How to complete this task: Each record is to be copied exactly as written.

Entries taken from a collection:
****
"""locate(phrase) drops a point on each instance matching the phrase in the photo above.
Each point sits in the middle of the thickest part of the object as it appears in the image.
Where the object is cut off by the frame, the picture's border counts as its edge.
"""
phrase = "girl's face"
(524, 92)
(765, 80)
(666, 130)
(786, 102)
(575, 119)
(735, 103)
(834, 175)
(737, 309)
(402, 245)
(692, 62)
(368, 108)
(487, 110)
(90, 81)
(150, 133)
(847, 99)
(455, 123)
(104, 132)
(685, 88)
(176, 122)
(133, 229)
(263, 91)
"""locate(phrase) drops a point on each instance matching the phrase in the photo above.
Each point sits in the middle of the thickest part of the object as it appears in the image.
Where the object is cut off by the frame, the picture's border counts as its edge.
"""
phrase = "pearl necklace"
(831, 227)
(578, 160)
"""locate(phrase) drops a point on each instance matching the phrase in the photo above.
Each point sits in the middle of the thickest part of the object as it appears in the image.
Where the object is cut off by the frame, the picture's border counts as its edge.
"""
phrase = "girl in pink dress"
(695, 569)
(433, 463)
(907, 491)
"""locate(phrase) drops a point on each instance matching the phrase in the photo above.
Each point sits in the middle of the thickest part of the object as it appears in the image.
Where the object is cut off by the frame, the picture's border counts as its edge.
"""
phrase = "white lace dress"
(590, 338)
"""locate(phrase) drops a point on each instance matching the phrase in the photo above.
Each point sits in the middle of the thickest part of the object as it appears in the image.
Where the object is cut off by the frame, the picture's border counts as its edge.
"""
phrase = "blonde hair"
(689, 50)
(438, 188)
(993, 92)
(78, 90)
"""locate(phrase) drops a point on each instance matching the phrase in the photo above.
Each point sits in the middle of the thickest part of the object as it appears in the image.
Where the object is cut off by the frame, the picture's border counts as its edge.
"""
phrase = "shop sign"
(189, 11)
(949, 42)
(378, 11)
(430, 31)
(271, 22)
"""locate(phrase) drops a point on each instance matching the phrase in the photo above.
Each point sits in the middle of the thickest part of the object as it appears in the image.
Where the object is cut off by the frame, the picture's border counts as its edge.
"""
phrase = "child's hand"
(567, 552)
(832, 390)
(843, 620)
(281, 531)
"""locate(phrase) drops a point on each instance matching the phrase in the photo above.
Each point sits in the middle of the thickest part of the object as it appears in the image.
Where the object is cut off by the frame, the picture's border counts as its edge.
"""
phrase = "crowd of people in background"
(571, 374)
****
Solution:
"""locate(phrase) drops a point on each instance matching the phrase in the photo above.
Each point sits in the middle of the thickest part of the object as it appears in the image.
Where the object is cut off by the frame, the picture's border counts as its edge.
"""
phrase = "girl's face"
(524, 92)
(765, 80)
(666, 130)
(786, 102)
(575, 119)
(735, 103)
(834, 175)
(737, 309)
(402, 245)
(692, 62)
(368, 108)
(487, 110)
(90, 81)
(150, 133)
(847, 99)
(455, 123)
(104, 132)
(685, 88)
(176, 122)
(133, 229)
(263, 91)
"""locate(phrase) drops a point on each instance matching the phrase in the photo above.
Each point sits in the middle of the thickest part of the object as it appears in the image.
Where the object is cut off by the frame, the picture's border counts as its edge.
"""
phrase = "pearl necklace"
(831, 227)
(578, 160)
"""locate(phrase) drops a point on each instance matching the phrase in the photo above.
Each point sits in the middle of the thickest part of the object as it appears in the image.
Where the object is cut off by the frame, the picture's border counts as its edge.
"""
phrase = "girl in pink dress"
(695, 569)
(433, 463)
(907, 491)
"""locate(phrase) drops a point on each instance matching the phrase in the photo above.
Each point sits in the middle of the thickest part of the object as it appears in the image.
Where the object is cut off by the frame, the picture's border counts as its edge.
"""
phrase = "white lace dress"
(590, 338)
"""locate(phrase) drops a point on each instance matching the phrase in the photo above.
Each point sits in the middle of the thickest part of the object as it appears in the image.
Where the object is cut off by the frame, the picture's border counts as its edge.
"""
phrase = "blonde hair"
(689, 50)
(438, 188)
(993, 92)
(78, 90)
"""locate(phrase) drops a point on each instance matching the phrase in the photo above.
Each point sits in the middle of the thickest part of the object as it appears in the image.
Where the object is cut off by the frame, the picture's border counts as its edge.
"""
phrase = "shop sign"
(189, 11)
(949, 42)
(378, 11)
(430, 31)
(271, 22)
"""locate(phrase) drops a point on each instance matching the phrase in the photo above.
Each point sits in the middle of the thickest part of the object as it appears in the image.
Where the object is cut off by the frame, the picture's border counts as its edge.
"""
phrase = "child's hand"
(567, 552)
(832, 390)
(843, 620)
(281, 531)
"""locate(phrase) drops a point on each instance matching the phrase in the photo above.
Each point sits in the middle of the thickest part of the object as it appears in the image.
Where the object is cut off by the frame, the picture's border counts as its edge.
"""
phrase = "crowd of people in background"
(571, 374)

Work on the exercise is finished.